## Task statement
The lines from the one holding "slice, it would be much appreciated." to the final line of the listing below are to be duplicated exactly, with both ends included and pictures omitted.

## Study material
┄┄┄┄┄┄┄┄┄┄
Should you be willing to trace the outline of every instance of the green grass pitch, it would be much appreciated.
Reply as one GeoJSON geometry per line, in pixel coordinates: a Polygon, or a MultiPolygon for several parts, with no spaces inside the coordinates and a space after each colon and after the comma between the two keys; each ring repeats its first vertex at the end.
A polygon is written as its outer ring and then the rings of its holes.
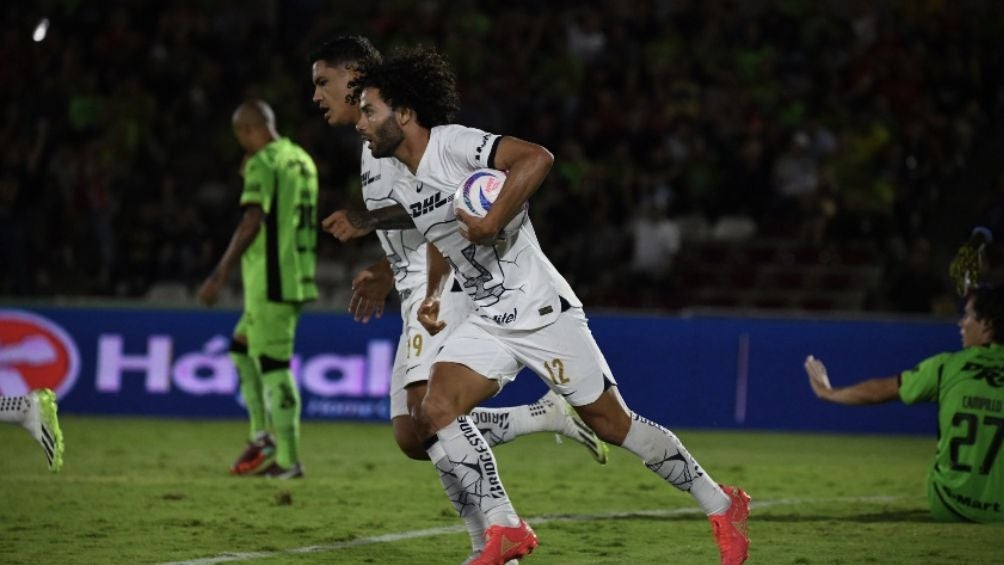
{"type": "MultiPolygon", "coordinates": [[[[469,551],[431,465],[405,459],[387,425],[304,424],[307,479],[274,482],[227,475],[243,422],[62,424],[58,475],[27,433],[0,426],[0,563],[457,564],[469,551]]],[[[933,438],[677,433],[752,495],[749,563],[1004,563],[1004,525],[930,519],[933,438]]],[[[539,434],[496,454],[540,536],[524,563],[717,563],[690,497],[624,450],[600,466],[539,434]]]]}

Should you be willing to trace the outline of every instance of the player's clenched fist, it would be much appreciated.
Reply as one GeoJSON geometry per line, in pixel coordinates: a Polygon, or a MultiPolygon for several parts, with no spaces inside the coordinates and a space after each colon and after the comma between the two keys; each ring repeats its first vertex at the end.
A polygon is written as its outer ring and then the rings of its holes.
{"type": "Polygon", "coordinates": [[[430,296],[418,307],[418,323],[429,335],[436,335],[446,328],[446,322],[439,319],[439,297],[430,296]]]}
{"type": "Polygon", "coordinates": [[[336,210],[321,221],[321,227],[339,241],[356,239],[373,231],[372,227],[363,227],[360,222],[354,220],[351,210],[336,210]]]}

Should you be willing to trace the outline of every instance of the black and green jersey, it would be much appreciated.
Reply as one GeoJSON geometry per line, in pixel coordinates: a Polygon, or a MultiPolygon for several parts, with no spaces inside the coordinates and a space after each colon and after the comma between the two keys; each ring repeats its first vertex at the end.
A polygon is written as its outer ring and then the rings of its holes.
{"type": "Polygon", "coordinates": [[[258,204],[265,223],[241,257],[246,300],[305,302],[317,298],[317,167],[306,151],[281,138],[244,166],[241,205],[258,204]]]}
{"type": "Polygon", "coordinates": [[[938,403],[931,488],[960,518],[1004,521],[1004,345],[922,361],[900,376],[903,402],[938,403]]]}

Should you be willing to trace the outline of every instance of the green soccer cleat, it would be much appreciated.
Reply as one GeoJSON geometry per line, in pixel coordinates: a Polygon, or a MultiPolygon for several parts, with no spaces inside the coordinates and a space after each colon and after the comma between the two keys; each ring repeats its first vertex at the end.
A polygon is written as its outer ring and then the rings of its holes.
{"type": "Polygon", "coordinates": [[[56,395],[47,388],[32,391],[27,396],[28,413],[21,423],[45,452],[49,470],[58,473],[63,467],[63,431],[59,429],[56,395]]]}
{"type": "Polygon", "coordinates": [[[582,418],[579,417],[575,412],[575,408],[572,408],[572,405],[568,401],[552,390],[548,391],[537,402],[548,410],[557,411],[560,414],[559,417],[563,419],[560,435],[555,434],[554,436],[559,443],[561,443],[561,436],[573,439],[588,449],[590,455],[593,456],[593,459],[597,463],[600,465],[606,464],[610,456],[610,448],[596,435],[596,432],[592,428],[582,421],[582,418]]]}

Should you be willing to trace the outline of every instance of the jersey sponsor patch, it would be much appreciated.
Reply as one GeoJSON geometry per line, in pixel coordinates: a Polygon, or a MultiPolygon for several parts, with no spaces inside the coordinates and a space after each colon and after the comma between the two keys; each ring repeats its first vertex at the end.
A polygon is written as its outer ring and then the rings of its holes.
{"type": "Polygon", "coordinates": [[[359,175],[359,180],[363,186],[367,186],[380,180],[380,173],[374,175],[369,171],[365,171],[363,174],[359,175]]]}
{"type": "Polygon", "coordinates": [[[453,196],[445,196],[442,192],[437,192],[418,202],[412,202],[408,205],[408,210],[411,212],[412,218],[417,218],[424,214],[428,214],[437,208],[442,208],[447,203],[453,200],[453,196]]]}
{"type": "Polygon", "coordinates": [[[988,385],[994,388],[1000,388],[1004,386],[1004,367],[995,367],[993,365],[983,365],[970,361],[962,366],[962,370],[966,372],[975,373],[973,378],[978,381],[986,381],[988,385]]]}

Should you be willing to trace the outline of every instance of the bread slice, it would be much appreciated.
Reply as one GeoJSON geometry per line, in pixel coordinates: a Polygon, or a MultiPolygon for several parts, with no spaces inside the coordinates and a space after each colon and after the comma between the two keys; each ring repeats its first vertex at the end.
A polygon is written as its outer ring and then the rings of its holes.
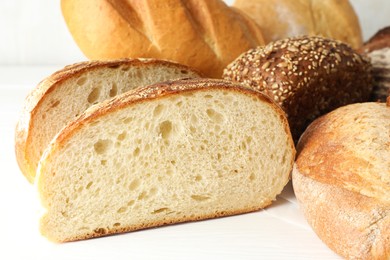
┄┄┄┄┄┄┄┄┄┄
## Solution to this exercise
Should you be willing to trace the outline of every instance of the bread slice, it would be much appreciated.
Reply as one GeoJSON geometry per line, in pixel coordinates: a Polygon, or a MultiPolygon for several parts, with no spaces inside the coordinates and a space after each colon and after the comma between the two keys; each ring repeats its first vertex at the end.
A polygon is written as its outer ring and then the rings of its holes.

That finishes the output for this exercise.